Required tasks –
**A.** Answer these questions from the review comment.
(i) What does GetOrCreate return when cfg.capacity is 0?
(ii) Which two methods will still report load if the old limiter stays in entries?
(iii) What call does the comment give as an example to run under lock?
**B.** Reproduce the part of the review comment starting at "Copilot · 2026-04-26T12:26:05Z" and ending at "panics in callers.".

Passage to read –
....
Copilot · 2026-04-26T12:26:05Z

+func (m *ChannelLimiterManager) GetOrCreate(ch *biz.Channel) *ChannelLimiter {
+	cfg := extractLimiterConfig(ch)
+	if cfg.capacity == 0 {
+		return nil
+	}


GetOrCreate returns nil when concurrency limiting is disabled (cfg.capacity == 0), but it does not remove any existing cached entry for that channel. If a channel used to have MaxConcurrent set and later clears it, the old limiter remains in entries, so Stats()/Snapshot() will still report load and (more importantly) scoring code may assume MaxConcurrent is non-nil. Consider deleting the existing entry when cfg.capacity == 0 (e.g., Forget(ch.ID) under lock) to prevent stale stats and potential nil-deref panics in callers.
....
(Dataset items)

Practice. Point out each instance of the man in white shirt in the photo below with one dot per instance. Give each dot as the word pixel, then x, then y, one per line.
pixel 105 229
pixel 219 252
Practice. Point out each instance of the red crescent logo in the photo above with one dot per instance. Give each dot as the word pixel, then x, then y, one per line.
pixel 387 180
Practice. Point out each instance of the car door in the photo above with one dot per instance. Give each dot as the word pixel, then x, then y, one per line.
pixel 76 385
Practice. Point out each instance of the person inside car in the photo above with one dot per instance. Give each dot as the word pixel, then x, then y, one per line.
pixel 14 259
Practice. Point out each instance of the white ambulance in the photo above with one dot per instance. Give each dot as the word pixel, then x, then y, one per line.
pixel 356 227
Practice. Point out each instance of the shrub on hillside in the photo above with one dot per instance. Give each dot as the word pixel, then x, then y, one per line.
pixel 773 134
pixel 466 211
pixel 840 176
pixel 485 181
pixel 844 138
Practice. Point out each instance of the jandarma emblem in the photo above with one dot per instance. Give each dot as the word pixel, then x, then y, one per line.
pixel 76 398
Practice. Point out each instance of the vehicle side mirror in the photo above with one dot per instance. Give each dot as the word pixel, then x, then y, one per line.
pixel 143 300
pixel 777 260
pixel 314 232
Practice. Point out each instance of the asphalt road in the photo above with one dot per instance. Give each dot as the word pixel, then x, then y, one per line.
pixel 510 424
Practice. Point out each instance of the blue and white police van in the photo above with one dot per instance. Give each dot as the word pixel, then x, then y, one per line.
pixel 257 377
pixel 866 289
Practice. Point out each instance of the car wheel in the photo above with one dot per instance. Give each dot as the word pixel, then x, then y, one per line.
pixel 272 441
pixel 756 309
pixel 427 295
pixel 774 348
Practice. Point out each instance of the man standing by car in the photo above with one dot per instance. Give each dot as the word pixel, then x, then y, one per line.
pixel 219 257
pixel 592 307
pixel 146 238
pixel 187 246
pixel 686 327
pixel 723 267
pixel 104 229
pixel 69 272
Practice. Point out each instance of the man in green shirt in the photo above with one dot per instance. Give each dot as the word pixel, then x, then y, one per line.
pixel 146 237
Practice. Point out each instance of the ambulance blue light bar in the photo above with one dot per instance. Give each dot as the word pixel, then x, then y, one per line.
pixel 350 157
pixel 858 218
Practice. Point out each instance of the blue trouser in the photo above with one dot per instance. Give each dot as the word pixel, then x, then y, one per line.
....
Solutions to the problems –
**A.**
(i) nil
(ii) Stats() and Snapshot()
(iii) Forget(ch.ID)

**B.**
Copilot · 2026-04-26T12:26:05Z

+func (m *ChannelLimiterManager) GetOrCreate(ch *biz.Channel) *ChannelLimiter {
+	cfg := extractLimiterConfig(ch)
+	if cfg.capacity == 0 {
+		return nil
+	}


GetOrCreate returns nil when concurrency limiting is disabled (cfg.capacity == 0), but it does not remove any existing cached entry for that channel. If a channel used to have MaxConcurrent set and later clears it, the old limiter remains in entries, so Stats()/Snapshot() will still report load and (more importantly) scoring code may assume MaxConcurrent is non-nil. Consider deleting the existing entry when cfg.capacity == 0 (e.g., Forget(ch.ID) under lock) to prevent stale stats and potential nil-deref panics in callers.